Given problem:
What you return should match every record exactly, with the images removed.

Data extract:
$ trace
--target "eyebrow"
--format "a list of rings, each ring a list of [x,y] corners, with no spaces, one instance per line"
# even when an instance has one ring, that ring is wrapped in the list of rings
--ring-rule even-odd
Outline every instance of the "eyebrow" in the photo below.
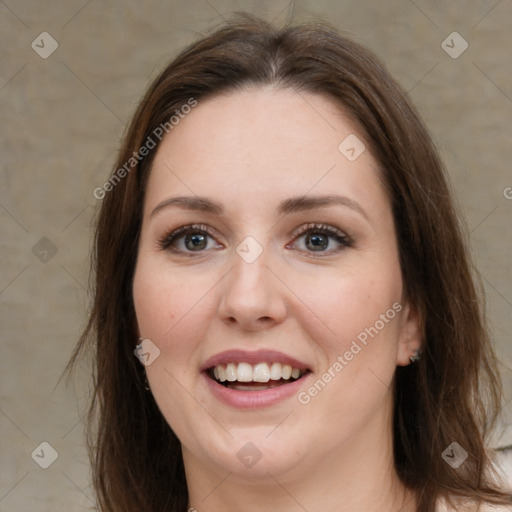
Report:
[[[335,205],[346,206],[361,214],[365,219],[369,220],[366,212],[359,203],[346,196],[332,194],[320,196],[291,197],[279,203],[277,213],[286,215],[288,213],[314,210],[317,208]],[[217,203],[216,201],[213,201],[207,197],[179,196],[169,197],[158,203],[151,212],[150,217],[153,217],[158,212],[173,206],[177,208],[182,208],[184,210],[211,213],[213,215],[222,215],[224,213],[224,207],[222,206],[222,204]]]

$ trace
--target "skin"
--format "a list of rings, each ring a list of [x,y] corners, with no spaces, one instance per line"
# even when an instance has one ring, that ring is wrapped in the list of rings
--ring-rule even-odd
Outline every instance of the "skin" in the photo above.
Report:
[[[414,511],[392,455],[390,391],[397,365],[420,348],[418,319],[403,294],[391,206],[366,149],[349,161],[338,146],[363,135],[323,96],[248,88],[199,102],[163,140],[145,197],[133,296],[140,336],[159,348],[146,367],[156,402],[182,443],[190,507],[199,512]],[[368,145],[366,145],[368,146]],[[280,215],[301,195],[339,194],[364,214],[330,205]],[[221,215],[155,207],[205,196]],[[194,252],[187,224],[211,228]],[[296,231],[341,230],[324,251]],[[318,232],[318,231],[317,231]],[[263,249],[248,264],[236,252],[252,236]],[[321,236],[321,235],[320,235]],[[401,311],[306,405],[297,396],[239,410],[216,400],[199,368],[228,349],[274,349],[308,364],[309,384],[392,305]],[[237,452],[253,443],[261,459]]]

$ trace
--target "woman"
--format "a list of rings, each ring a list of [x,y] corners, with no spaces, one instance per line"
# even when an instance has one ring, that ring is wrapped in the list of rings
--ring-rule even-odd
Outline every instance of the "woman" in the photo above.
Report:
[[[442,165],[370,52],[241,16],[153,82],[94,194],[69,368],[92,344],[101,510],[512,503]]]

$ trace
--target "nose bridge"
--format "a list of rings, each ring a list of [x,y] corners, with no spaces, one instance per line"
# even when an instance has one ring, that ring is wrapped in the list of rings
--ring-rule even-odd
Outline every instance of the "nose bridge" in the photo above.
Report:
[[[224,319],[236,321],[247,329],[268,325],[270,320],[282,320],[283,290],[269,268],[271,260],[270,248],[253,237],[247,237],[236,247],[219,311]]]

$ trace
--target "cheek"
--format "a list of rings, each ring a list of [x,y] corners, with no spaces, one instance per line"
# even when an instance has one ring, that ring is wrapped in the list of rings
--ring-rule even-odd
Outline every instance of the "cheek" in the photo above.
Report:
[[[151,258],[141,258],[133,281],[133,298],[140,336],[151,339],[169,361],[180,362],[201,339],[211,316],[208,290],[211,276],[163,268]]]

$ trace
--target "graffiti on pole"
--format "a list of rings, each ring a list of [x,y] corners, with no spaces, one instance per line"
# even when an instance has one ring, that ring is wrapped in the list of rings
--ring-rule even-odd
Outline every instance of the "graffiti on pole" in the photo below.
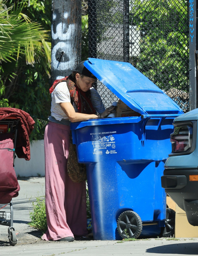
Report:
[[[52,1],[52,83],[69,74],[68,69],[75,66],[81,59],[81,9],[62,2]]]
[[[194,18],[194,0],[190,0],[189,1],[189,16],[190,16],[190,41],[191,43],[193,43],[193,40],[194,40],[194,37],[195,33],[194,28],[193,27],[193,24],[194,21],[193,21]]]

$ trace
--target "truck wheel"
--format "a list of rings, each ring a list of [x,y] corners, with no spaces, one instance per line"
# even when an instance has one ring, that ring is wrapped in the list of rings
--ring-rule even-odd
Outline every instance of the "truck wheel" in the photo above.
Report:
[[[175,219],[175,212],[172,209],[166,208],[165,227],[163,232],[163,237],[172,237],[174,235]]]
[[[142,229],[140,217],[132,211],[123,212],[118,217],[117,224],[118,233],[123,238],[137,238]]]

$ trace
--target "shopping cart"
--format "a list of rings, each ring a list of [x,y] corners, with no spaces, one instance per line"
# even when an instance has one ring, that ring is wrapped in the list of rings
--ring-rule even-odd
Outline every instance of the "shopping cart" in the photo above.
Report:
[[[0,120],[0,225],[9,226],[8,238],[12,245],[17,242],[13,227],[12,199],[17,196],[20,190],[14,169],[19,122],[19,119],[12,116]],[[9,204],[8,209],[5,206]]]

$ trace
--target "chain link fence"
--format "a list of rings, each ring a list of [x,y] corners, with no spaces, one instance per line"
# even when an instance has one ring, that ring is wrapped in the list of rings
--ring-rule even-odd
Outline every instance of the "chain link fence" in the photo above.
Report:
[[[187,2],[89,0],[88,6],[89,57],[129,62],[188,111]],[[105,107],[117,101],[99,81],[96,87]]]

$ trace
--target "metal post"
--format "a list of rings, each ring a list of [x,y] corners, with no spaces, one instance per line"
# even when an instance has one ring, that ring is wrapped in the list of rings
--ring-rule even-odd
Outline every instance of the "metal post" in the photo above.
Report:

Exercise response:
$ trace
--target "eyebrow"
--format "a list of rings, each ring a list of [x,y] corners, with no spaces, one instance per line"
# even when an instance has one ring, that ring is wrapped in the list of rings
--ring-rule even-odd
Outline every instance of the "eyebrow" in the photo below.
Report:
[[[335,205],[346,206],[361,214],[365,219],[369,220],[366,212],[359,203],[346,196],[332,194],[320,196],[291,197],[279,203],[277,213],[286,215],[288,213],[314,210],[317,208]],[[217,203],[216,201],[213,201],[207,197],[179,196],[169,197],[158,203],[151,212],[150,217],[153,217],[158,212],[173,206],[177,208],[182,208],[184,210],[211,213],[213,215],[222,215],[224,213],[224,207],[222,206],[222,204]]]

$ trace
--target "skin"
--format "a list of rings, each ring a list of [x,y] corners, with no spaces, one instance per line"
# even when an instance has one ring, that ring is wrapped in the list of rings
--ring-rule even-odd
Outline every instance of the "skin" in the photo above.
Report:
[[[414,511],[392,455],[390,391],[397,365],[420,348],[418,319],[403,294],[391,206],[366,149],[349,161],[338,146],[363,135],[323,96],[248,88],[199,102],[163,140],[145,197],[133,296],[140,336],[159,348],[146,367],[156,402],[182,443],[190,507],[199,512]],[[368,145],[366,145],[368,146]],[[280,215],[301,195],[339,194],[364,214],[330,205]],[[221,215],[155,207],[205,196]],[[194,252],[187,224],[211,228]],[[296,231],[341,230],[324,251]],[[318,232],[318,231],[317,231]],[[263,249],[248,264],[236,252],[252,236]],[[321,236],[321,235],[320,235]],[[401,311],[306,405],[297,396],[239,410],[216,400],[199,368],[228,349],[274,349],[308,364],[309,384],[392,305]],[[237,452],[253,443],[261,459]]]

$ trace
--target "woman"
--format "a list of rings, each ring a list of [x,y] corners, with no spaces, one instance per line"
# even when an instance has one ring, that ring is wrapped in the list of rings
--ring-rule even-odd
Outline every instance of the "woman" in the photo above.
Report:
[[[442,165],[370,52],[241,16],[153,82],[94,194],[69,368],[92,344],[101,510],[512,503]]]

$ trace
--target "nose bridge"
--format "a list of rings, each ring a list of [x,y] corners, with no spaces, one instance per line"
# even when an instance has one ring, that ring is wrapped in the list of rings
--ring-rule even-odd
Outline every instance of the "nose bridge" in the photo above.
Report:
[[[224,319],[236,321],[247,329],[268,325],[270,320],[282,320],[283,290],[269,268],[271,260],[270,248],[253,237],[247,237],[236,247],[219,311]]]

$ trace
--target "cheek"
--format "a list of rings, each ring a list of [x,y] corners, with no spaces, one instance per line"
# even when an instance has one ring, that ring is wrapped in the list of rings
--ring-rule even-odd
Outline every instance of the "cheek" in the photo above.
Report:
[[[151,258],[141,258],[133,281],[133,298],[140,336],[151,339],[169,361],[180,362],[201,339],[211,316],[208,290],[211,276],[163,268]]]

$ trace
--target "graffiti on pole"
--format "a list of rings, each ring a list of [x,y] corners, with no spaces, one instance per line"
# even when an instance has one ring, that ring is wrapped in the list of rings
--ring-rule even-odd
Outline every instance of the "graffiti on pole" in the photo below.
Report:
[[[52,1],[52,83],[69,74],[68,69],[75,66],[81,59],[81,9],[62,2]]]
[[[194,18],[194,0],[190,0],[189,1],[189,16],[190,16],[190,41],[191,43],[193,43],[193,40],[194,40],[194,37],[195,33],[194,28],[193,27],[193,24],[194,21],[193,21]]]

$ trace
--target "truck wheel"
--format "a list of rings, each ring a list of [x,y] corners, with no spaces, one instance per line"
# even when an instance has one ring, that ring is wrapped in the list of rings
--ring-rule even-odd
Outline every instance of the "truck wheel" in the photo above.
Report:
[[[175,219],[175,212],[172,209],[166,208],[165,227],[163,232],[163,237],[172,237],[174,235]]]
[[[142,229],[140,217],[132,211],[123,212],[118,217],[117,224],[118,233],[123,238],[137,238]]]

$ trace
--target "shopping cart"
--format "a list of rings, each ring a list of [x,y] corners, with no spaces, one instance per line"
# even when an instance has one ring, that ring is wrapped in the list of rings
--ring-rule even-odd
Outline every instance of the "shopping cart" in the photo above.
Report:
[[[0,120],[0,225],[9,226],[8,238],[12,245],[17,242],[13,227],[12,199],[17,196],[20,190],[14,169],[19,122],[19,119],[12,116]],[[9,204],[8,209],[5,206]]]

$ trace
--target "chain link fence"
--format "a list of rings, each ring a list of [x,y] corners, with no spaces, one instance per line"
# even when an instance has one ring, that ring is wrapped in the list of rings
--ring-rule even-odd
Outline every instance of the "chain link fence" in the photo above.
Report:
[[[187,2],[89,0],[88,6],[89,57],[129,62],[188,111]],[[105,107],[117,101],[99,81],[96,87]]]

$ trace
--target "metal post"
--format "a list of rings, each ring a list of [x,y] corners, with no spaces, one instance per line"
# even when an instance has one ring, that ring is wrapped in the list of rings
--ring-rule even-odd
Outline every instance of the "metal post" in the photo above.
Report:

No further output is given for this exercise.